### Consignes:
**A)** Résumez en quelques phrases le paragraphe de l'extrait du texte qui commence par « Cette mauvaise habitude », sans perdre ses faits principaux.
**B)** Répondez à ces questions d'après l'extrait du texte :
(i) Combien de temps a duré la marche entre le Puy et Compostelle ?
(ii) Quelle fonction est attribuée au père Cantalamessa ?
(iii) Combien d'aspects l'auteur annonce-t-il vouloir souligner dans le dernier paragraphe ?

### Extrait du texte:
__________________________________________________

Il y a une quinzaine d’années, j’avais eu la joie de faire le chemin de Compostelle entre le Puy et Compostelle, deux mois de marche et j’avais été agréablement surpris que ce n’était pas une question qu’on ne posait jamais aux pèlerins qu’on rencontrait. Moi, les autres pèlerins savaient très vite ce que je faisais puisque je célébrais la messe tous les soirs dans l’église du village où nous étions. Mais c’était formidable de marcher avec des personnes qu’on ne classait pas immédiatement sur une échelle sociale en fonction de leur profession, de leurs activités. Parce que, forcément, on est plus impressionné par une personne qui nous dit être chef d’une grande entreprise ou député que par quelqu’un qui nous explique galérer de petits boulots en petits boulots. Sur le chemin, l’être profond des personnes émergeait en vérité sans qu’il ne soit parasité par un rang social et cela établissait un climat de vérité tellement bienfaisant !
Cette mauvaise habitude de donner tant d’importance au « faire » ne date pas d’aujourd’hui. Les gens qui couraient après Jésus suite à la multiplication des pains qu’il venait d’effectuer, quand ils le trouvent lui posent tout de suite la question : « Que devons-nous faire pour travailler aux œuvres de Dieu ? » Comme vous pouvez le constater, c’est déjà le « faire » qui est au centre de leurs préoccupations. Vous allez me dire que ce n’est pas étonnant parce que Jésus a induit cette question en leur disant : « Travaillez non pas pour la nourriture qui se perd, mais pour la nourriture qui demeure. » Oui, mais, comme nous allons le voir, Jésus dit cela pour initier un grand déplacement dans le cœur de ses auditeurs, un déplacement qu’on pourrait résumer ainsi : « passer du faire au laisser-faire. » En effet, dans la vie spirituelle, ce qui portera le plus de fruit, ce n’est pas ce que nous ferons, mais ce que nous laisserons faire à Dieu en nous. Et c’est sans doute ce qui définit le mieux le christianisme, en tout cas, c’est l’avis du père Cantalamessa, le prédicateur de la maison pontificale, qui aime caractériser l’originalité du christianisme avec ces mots si puissants : « Toutes les religions vous diront ce qu’il faut faire pour parvenir au Salut ou à l’illumination, le christianisme est la seule religion qui vous dit ce que Dieu a fait pour vous sauver en Jésus. » Dans toutes les religions, il faut faire, toujours faire plus, toujours faire mieux, dans le christianisme, il s’agit d’abord d’accueillir ce que Dieu a fait, il s’agit de se laisser faire.
Mais alors me direz-vous, il n’y a vraiment rien à faire ? Oh si, mais dans un renversement total de ce que nous pensons trop spontanément. Je souligne deux aspects qui me paraissent importants.

__________________________________________________

### Extraits des entrées:

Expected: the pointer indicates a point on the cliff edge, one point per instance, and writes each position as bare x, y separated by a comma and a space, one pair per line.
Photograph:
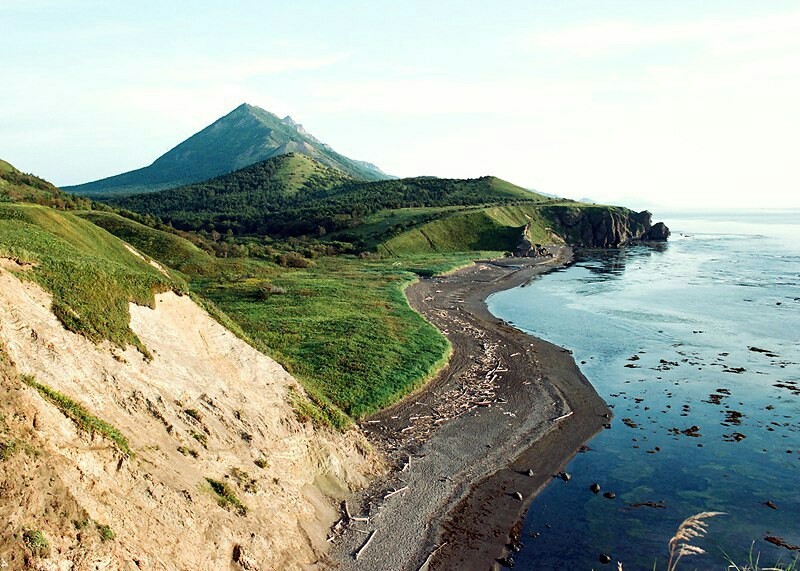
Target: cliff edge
220, 471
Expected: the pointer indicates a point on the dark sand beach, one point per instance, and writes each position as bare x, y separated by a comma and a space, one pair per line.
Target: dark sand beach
461, 448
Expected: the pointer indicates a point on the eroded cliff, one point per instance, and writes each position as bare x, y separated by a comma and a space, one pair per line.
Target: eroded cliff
223, 473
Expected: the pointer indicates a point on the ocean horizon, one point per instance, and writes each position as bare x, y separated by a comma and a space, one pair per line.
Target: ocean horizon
694, 344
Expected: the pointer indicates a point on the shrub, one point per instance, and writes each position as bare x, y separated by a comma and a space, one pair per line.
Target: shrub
35, 540
80, 416
226, 498
106, 533
294, 260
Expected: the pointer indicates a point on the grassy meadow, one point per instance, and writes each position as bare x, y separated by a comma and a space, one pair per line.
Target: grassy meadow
343, 327
90, 273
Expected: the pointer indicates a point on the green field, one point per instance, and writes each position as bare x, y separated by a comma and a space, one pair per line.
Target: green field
339, 322
90, 273
497, 229
343, 327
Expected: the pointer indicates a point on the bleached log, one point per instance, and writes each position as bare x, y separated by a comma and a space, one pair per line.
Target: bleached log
366, 544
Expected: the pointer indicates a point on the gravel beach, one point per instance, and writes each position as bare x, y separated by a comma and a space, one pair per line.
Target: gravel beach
507, 405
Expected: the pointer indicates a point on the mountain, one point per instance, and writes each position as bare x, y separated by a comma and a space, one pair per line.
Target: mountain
293, 194
241, 138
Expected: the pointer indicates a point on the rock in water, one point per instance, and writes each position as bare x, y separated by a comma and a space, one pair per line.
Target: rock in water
658, 232
507, 561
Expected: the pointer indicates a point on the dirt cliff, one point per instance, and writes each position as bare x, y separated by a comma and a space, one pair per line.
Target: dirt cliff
224, 473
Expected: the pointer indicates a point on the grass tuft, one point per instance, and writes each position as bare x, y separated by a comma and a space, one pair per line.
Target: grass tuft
681, 543
82, 418
226, 497
36, 541
106, 533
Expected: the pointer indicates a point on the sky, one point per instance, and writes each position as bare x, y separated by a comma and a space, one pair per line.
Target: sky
667, 104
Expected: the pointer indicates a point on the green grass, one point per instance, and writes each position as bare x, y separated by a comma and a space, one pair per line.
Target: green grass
105, 532
461, 232
36, 541
169, 249
343, 328
90, 273
494, 228
83, 419
226, 497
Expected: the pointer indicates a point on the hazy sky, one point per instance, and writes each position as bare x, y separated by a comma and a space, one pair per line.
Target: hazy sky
665, 104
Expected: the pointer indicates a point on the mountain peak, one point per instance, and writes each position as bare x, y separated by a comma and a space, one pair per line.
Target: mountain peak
245, 136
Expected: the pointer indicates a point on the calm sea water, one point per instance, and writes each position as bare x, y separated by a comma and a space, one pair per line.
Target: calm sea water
696, 346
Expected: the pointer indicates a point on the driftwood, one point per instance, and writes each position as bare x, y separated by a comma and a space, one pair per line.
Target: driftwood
397, 491
427, 561
366, 543
351, 517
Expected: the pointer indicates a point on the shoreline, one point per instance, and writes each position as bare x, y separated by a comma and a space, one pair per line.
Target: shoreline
461, 447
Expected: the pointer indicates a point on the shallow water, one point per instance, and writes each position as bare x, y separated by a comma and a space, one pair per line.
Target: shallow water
665, 335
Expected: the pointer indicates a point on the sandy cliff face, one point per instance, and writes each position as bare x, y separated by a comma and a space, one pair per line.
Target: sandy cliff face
604, 227
205, 393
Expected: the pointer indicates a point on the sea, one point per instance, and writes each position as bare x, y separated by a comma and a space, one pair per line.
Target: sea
695, 345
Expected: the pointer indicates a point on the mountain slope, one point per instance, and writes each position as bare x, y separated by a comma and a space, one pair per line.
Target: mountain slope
241, 138
175, 446
16, 186
293, 195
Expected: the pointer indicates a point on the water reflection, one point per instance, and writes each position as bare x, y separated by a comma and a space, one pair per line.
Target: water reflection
664, 334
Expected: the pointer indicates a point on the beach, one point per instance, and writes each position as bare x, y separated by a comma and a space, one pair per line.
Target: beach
472, 448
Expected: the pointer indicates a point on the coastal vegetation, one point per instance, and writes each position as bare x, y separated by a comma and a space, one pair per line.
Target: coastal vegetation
91, 274
246, 135
301, 260
77, 413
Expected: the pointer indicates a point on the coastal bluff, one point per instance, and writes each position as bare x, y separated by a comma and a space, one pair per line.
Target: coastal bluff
604, 227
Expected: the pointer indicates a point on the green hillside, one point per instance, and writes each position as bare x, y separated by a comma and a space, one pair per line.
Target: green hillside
241, 138
169, 249
294, 195
91, 274
500, 228
16, 186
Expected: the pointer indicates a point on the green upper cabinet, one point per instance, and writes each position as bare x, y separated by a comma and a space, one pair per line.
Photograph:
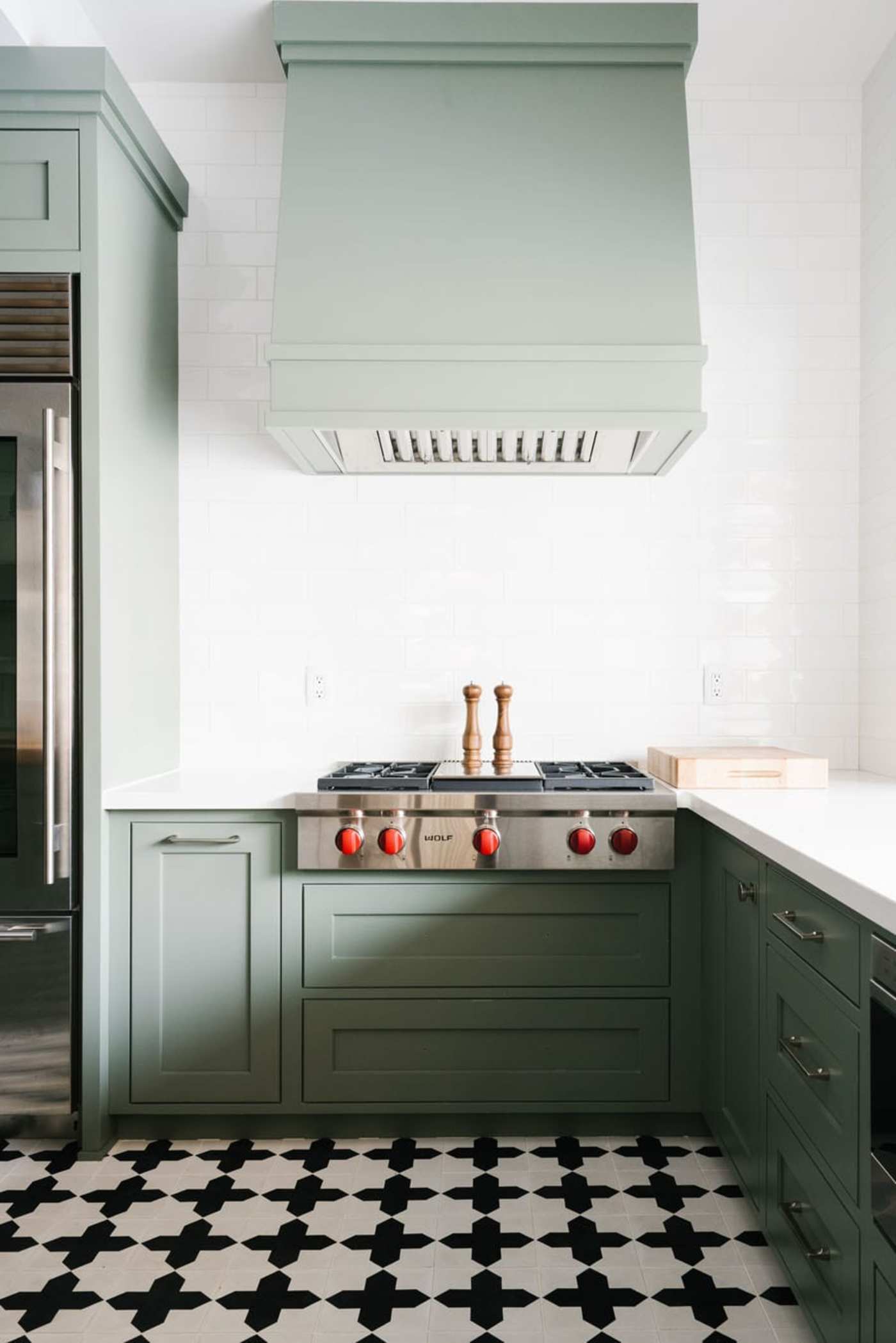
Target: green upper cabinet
206, 962
39, 204
732, 1018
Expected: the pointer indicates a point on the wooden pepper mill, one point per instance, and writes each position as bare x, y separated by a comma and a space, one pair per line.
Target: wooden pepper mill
472, 739
503, 739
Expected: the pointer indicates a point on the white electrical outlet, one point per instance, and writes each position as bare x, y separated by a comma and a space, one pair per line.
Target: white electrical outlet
714, 686
316, 688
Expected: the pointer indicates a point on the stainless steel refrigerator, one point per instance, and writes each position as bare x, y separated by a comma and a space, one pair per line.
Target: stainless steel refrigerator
38, 695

__________________________________________________

### Réponses attendues:
**A)** L'habitude de donner tant d'importance au « faire » est ancienne. Après la multiplication des pains, les gens qui cherchaient Jésus lui demandent ce qu'ils doivent faire pour travailler aux œuvres de Dieu. Jésus a suscité cette question en leur disant de travailler pour la nourriture qui demeure, mais il voulait ainsi provoquer un déplacement : « passer du faire au laisser-faire ». Dans la vie spirituelle, ce qui porte le plus de fruit est ce que nous laissons Dieu faire en nous. Pour le père Cantalamessa, prédicateur de la maison pontificale, c'est l'originalité du christianisme. Les autres religions disent ce qu'il faut faire pour parvenir au Salut, alors que le christianisme dit ce que Dieu a fait pour nous sauver en Jésus. Il s'agit donc d'abord d'accueillir et de se laisser faire.

**B)**
(i) Deux mois.
(ii) Il est le prédicateur de la maison pontificale.
(iii) Deux.